■ What this task involves: Reproduce the following lines exactly, omitting the pictures.

■ Extracted entries:
· · · ·

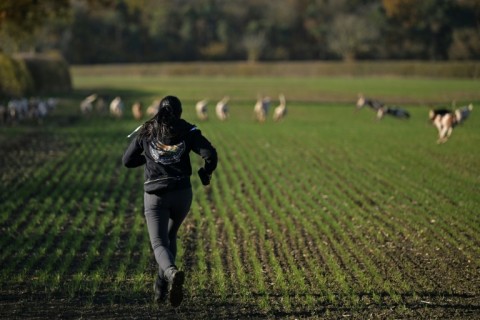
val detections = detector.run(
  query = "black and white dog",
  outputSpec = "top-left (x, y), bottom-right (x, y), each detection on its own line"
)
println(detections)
top-left (429, 103), bottom-right (473, 143)
top-left (357, 94), bottom-right (410, 120)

· · · ·

■ Solution to the problem:
val detections = detector.run(
  query = "black and white dog",
  outputSpec = "top-left (x, y), bottom-right (x, y), each detection on its own line"
)
println(detections)
top-left (429, 103), bottom-right (473, 143)
top-left (357, 94), bottom-right (410, 120)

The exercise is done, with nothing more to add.